━━━━━ Texto fornecido

Jorge ainda aponta reflexos regionais quanto aos consumidores e má repercussão de dois ônibus oriundos de Caratinga, impedidos de ingressar em Belo Horizonte. “Justamente, porque o município de Caratinga não adotou as medidas de distanciamento e isolamento social. Isso já tem repercutido com uma imagem muito negativa para nossa cidade, nossa população e todo o estado, especialmente, que diversos outros municípios têm feito o seu papel para cumprir as medidas sanitárias que foram preconizadas”.
Como outros fatos que aconteceram no município e demonstram um risco sanitário maior, é citada a chegada na rodoviária de Caratinga de um ônibus de São Paulo, da Viação Kaissara; bem como o grande número de pessoas no centro da cidade. “Sem nenhuma fiscalização direta para realizar naquele momento notificação compulsória para que essas pessoas permanecessem em Caratinga. De todo esse cenário, essas pessoas foram recebidas, oriundas de uma zona suspeita, implementando um maior risco de circulação e propagação do vírus. Fora isso, tem diversos boletins de ocorrências instaurados quanto a aglomerações desnecessárias em filas de instituições bancárias, o que, inegavelmente facilita o contato social mais próximo entre essas pessoas e a própria propagação do vírus”.

━━━━━━━━━━
━━━━━ Dados fornecidos

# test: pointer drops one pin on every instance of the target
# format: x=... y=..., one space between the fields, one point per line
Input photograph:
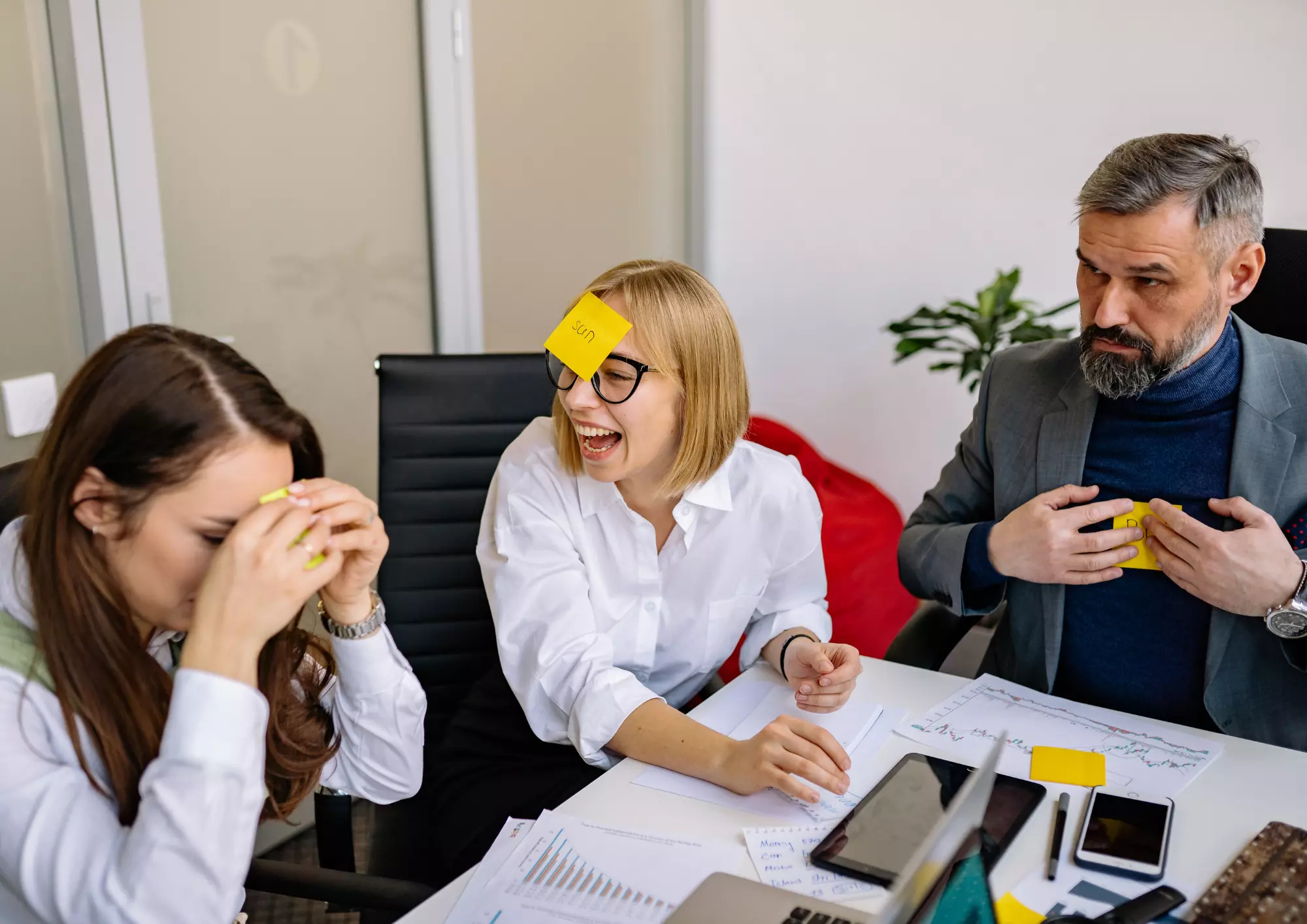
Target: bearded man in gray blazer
x=1165 y=401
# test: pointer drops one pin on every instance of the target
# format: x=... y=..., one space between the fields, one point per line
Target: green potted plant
x=972 y=334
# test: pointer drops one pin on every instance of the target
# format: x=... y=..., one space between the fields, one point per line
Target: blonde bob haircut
x=687 y=331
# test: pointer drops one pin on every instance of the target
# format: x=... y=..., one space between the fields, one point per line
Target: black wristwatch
x=1289 y=620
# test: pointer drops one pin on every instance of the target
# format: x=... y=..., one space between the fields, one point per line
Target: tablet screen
x=879 y=837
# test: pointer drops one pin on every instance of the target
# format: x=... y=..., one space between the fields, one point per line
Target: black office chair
x=1279 y=305
x=12 y=482
x=445 y=421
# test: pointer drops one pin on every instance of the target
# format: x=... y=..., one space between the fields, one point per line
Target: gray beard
x=1114 y=376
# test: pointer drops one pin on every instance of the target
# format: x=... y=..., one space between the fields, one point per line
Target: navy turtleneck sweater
x=1139 y=644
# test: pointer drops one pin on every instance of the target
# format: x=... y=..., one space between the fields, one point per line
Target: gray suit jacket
x=1029 y=435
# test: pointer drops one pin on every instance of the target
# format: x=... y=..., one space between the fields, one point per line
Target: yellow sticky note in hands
x=1146 y=560
x=1072 y=768
x=587 y=335
x=278 y=496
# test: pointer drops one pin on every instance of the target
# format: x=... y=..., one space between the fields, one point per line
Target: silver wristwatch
x=374 y=621
x=1289 y=621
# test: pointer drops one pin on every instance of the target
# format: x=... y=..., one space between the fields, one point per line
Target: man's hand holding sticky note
x=587 y=335
x=1071 y=768
x=1146 y=559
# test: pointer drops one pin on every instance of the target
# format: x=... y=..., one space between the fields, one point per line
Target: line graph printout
x=576 y=871
x=1140 y=755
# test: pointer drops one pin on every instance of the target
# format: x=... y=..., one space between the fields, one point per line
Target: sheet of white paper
x=590 y=874
x=848 y=725
x=510 y=836
x=784 y=859
x=1140 y=755
x=862 y=778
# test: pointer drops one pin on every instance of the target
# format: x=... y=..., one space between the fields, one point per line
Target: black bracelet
x=782 y=661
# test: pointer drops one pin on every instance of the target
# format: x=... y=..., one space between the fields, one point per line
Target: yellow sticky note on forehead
x=1146 y=560
x=587 y=335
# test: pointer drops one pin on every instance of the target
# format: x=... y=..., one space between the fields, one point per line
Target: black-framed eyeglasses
x=615 y=381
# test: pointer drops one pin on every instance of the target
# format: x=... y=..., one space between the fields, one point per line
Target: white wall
x=866 y=157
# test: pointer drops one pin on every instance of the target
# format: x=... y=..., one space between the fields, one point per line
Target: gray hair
x=1214 y=176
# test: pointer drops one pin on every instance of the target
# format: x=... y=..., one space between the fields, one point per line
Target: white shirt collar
x=714 y=493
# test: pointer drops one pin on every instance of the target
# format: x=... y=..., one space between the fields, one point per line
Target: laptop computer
x=944 y=883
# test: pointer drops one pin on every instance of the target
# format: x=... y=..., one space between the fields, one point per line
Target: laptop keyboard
x=801 y=916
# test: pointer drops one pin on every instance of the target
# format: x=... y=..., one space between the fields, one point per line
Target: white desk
x=1216 y=816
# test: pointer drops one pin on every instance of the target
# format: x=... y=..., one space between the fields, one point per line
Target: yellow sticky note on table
x=1008 y=910
x=1074 y=768
x=1146 y=560
x=587 y=335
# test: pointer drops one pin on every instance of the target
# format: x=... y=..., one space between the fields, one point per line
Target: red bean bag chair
x=859 y=536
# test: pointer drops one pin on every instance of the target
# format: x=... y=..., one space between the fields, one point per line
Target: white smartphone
x=1126 y=833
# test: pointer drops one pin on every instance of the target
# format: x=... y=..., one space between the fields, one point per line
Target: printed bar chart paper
x=591 y=874
x=1140 y=755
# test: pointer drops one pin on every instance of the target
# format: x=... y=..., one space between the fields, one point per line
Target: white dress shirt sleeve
x=797 y=590
x=377 y=706
x=554 y=655
x=184 y=859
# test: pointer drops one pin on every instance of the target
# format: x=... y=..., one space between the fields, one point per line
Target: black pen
x=1059 y=829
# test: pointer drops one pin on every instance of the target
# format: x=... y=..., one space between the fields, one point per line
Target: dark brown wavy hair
x=147 y=410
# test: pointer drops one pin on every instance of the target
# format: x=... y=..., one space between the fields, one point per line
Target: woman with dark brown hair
x=157 y=696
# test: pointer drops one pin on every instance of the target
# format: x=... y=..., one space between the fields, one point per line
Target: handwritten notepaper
x=1146 y=560
x=587 y=335
x=784 y=859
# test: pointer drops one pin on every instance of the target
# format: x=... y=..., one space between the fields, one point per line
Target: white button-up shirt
x=593 y=620
x=65 y=857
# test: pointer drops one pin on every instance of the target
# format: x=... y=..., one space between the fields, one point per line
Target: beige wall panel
x=581 y=150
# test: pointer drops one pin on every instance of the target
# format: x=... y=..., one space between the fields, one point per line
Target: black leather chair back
x=445 y=423
x=1279 y=305
x=14 y=480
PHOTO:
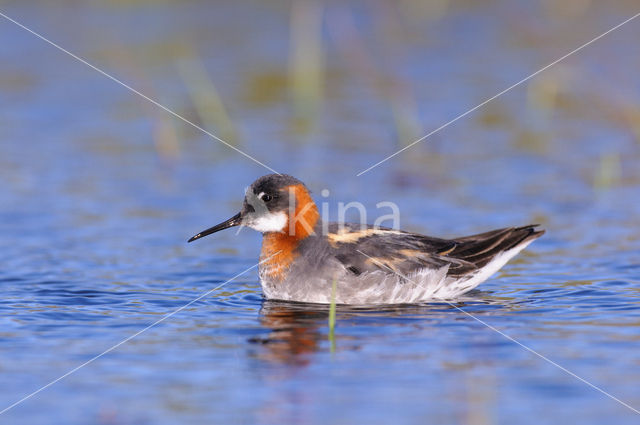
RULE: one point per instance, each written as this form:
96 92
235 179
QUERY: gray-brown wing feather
364 250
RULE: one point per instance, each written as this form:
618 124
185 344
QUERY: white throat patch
268 222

━━━━━━━━━━

### O que produzir
Responda com base no texto sobre Caratinga:
1. Quantos ônibus oriundos de Caratinga foram impedidos de ingressar em Belo Horizonte?
2. De qual viação era o ônibus de São Paulo que chegou à rodoviária de Caratinga?
3. Em filas de quais instituições houve boletins de ocorrência sobre aglomerações desnecessárias?

### Tarefa concluída
1. Dois ônibus.
2. Da Viação Kaissara.
3. Em filas de instituições bancárias.